Using the listing below, select the lines with the word "armchair" and copy them.

────

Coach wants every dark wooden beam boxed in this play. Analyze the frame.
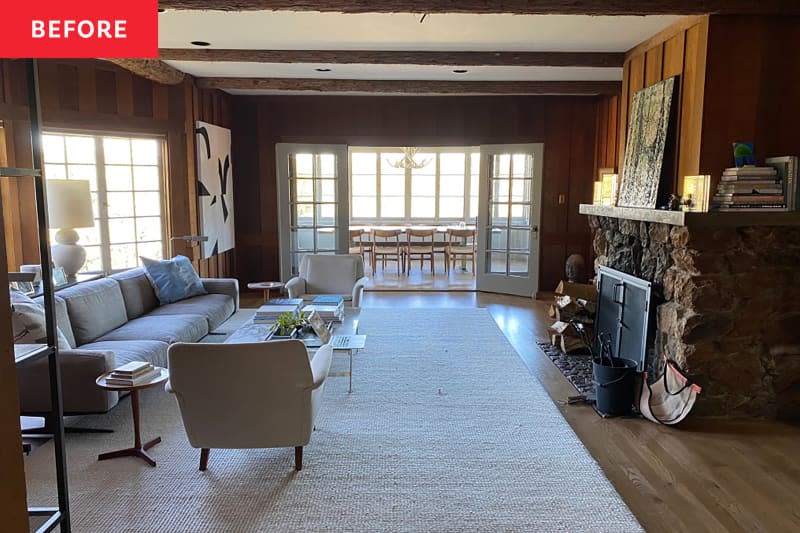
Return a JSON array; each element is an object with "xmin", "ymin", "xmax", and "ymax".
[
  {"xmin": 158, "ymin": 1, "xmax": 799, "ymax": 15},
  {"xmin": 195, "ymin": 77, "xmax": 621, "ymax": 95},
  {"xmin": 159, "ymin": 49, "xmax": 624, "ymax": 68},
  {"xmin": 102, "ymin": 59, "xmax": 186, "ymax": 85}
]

────

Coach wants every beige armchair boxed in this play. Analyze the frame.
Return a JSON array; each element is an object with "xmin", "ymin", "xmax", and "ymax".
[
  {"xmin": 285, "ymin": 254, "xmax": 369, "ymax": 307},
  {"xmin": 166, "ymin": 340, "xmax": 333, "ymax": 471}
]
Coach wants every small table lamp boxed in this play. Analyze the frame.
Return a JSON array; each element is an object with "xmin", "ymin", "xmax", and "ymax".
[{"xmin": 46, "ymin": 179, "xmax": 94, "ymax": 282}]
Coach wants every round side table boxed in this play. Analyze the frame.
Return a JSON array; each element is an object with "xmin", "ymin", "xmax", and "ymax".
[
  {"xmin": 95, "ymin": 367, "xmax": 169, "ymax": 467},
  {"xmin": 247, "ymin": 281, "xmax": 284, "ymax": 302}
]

────

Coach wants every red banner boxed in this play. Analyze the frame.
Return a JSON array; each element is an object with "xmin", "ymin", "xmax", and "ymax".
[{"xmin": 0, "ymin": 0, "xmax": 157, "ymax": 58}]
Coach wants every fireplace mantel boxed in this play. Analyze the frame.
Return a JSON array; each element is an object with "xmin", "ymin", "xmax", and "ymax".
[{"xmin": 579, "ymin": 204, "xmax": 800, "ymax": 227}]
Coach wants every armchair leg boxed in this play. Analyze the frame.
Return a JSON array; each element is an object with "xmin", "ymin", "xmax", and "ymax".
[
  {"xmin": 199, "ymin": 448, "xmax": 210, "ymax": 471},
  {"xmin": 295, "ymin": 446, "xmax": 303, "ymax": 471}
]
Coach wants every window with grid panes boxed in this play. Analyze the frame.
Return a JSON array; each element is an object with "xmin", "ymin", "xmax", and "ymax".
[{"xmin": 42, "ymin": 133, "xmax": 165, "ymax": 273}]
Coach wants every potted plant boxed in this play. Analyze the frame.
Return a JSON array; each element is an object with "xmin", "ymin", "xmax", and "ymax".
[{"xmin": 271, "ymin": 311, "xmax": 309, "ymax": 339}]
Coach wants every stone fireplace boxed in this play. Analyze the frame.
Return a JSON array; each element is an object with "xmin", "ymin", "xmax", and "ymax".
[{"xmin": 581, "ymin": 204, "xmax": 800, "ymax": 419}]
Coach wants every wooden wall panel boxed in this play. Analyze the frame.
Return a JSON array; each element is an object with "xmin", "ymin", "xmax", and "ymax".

────

== OUTPUT FOR THIS TASK ==
Coach wants every beige armchair boxed in this play. Analyze the frame.
Coach wants every armchair leg boxed in this play. Analyze the frame.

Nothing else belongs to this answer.